Back in Colorado, my friend’s Honda Civic takes the turn too quickly into his girlfriend’s cul-de-sac, spins out on ice, and we get to watch the world tilt—blithe ferris-wheelers—as the car grinds to a halt on its own weight.

His is a PhD in O Chem, but he wishes more that he had a jeep, a real man-jeep, stripped of all its extras, so he could go around winching people out of the snow drifts, then send them on their way. Do the world some real—a more concrete—good.

Closer to the city center, snowplows are more thorough sowing gravel. It, too, is mined from someplace, processed, strewn from open hoppers for safety and tread.

You don’t know it, because they are filled up with water and made into lakes, but the fenced-off swatches of blue calm out by Butterfly Woods were good grounds for such gravel. Seven degrees out, I walk the five miles to Martin Marietta Materials, which digs these aggregates out of pits. Under cover of ice and snow, the fake lakes have become vast and unexplored clearings. Big voids barred by chain link.

What filled them now bedrocks the asphalt draped over it like a hot broadcloth. Humming—every now and then a knock below the chassis, indicating a seam or a suture—as people get where they’re going, even just going being plenty.

 

*

To secure structural integrity for his grain elevator—unadorned, corrugated, slip-formed from concrete—a builder should figure out and account for the coefficient of grain weight, as well as the coefficient of friction during loading and offloading. Rasp of raw dry goods dragged against cylinder walls. The hollow pillar’s ensuing quivering. You risk trauma during voiding, trauma being filled. Cracks on the one hand, explosion on the other. 

Look on my works, says the inscription on his pedestal, Ozymandias half in and half out of the lone, level, and semi-fluid sand. The irony of his shattered face somewhere nearby.

▸ DATA SEGMENT:

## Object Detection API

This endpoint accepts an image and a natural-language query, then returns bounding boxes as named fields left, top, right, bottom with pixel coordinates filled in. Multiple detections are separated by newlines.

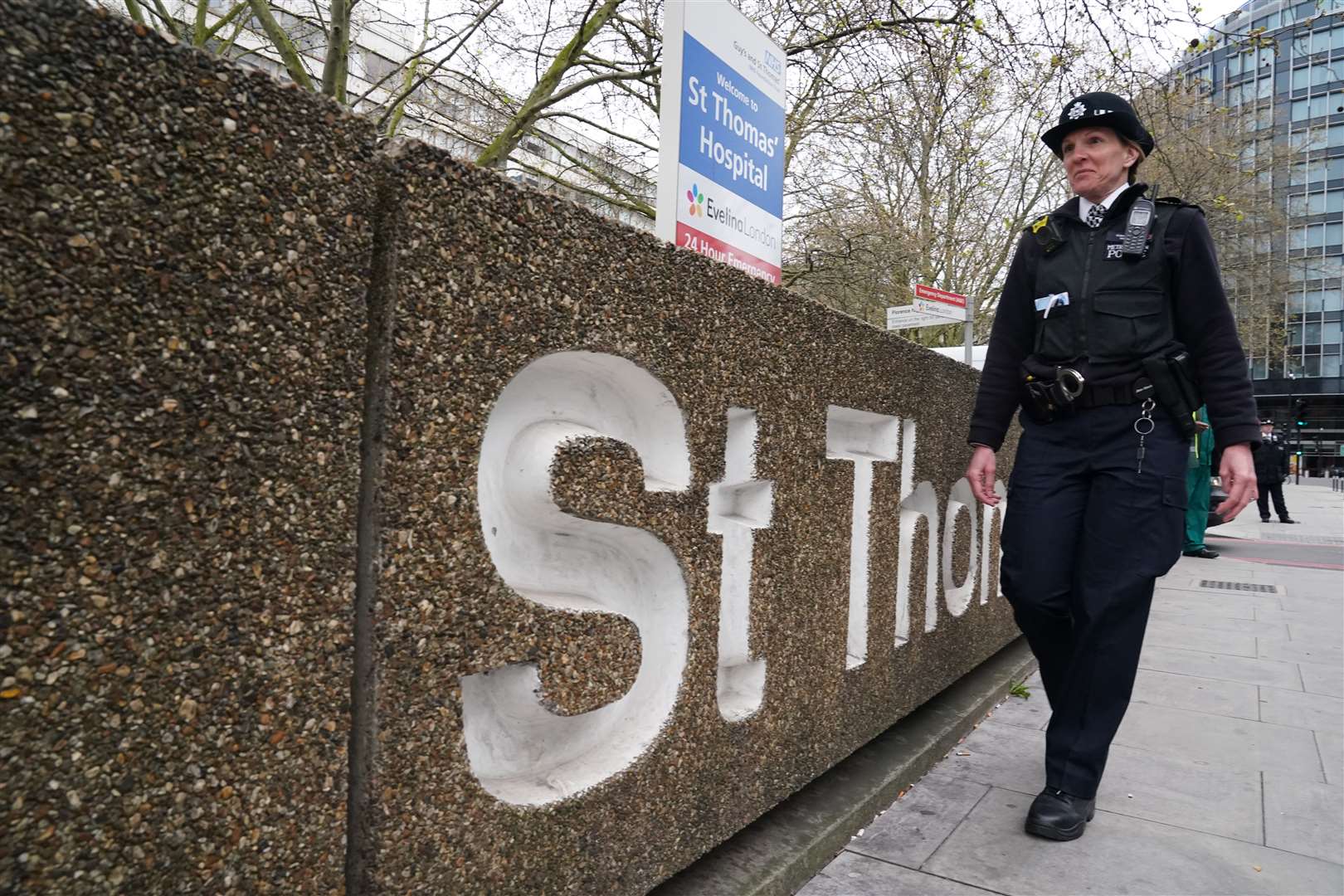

▸ PROBLEMS TO WORK ON:
(a) Answer these questions from the prose passage on gravel and grain elevators, one per line:
(i) What company does the narrator walk to, and how far?
(ii) What vehicle does the friend with the PhD wish he had?
(iii) Which two coefficients should a grain elevator builder account for?
(b) Write the next part of the prose passage on gravel and grain elevators, starting after its final sentence.

▸ RESPONSES IN ORDER:
(a)
(i) Martin Marietta Materials, five miles away.
(ii) A jeep: a real man-jeep, stripped of all its extras.
(iii) The coefficient of grain weight and the coefficient of friction during loading and offloading.

(b)
Conscious now of the nostril, the hollow where the eye is. The pleasure of a metal pin toy is less the 3D relief you can make of your face and more the cool manyness of all the little rods against your cheek, your forehead, shifting to account for your features as you press it there.

Plunging yourself in total darkness, hoping to render yourself your own image, the result the approximation that impression is. Mouth open, pins irony against the tongue, grotesque comic death mask formed from out of an amenable shallowness.

Even in the semi-fluid, which affords no reflection, I look for my own face. I look for my own face.

In the grain elevator, I look for a symbol. A barrier reef of concrete cylinders. No telling what’s holed up inside. What good. Rice, soybeans, sunflower seeds. Or perhaps it stores up concrete itself. Concrete kept in concrete, stuff of walls, eminent as it is at keeping out the wet.

I keep running aground these, these sound vacuums.

 

*

As they spread west Americans switched to the silo form, as opposed to the square European warehouses better suited for stacked burlap, because they were dealing more in bulk transport, in the beds of hopper cars and trucks. Early infrastructure of shipping and receiving in the big void inlands. Goods in diastole, in systole.

I am able to feel my own heartbeat deflected back to me, in this pressure I exert on my face.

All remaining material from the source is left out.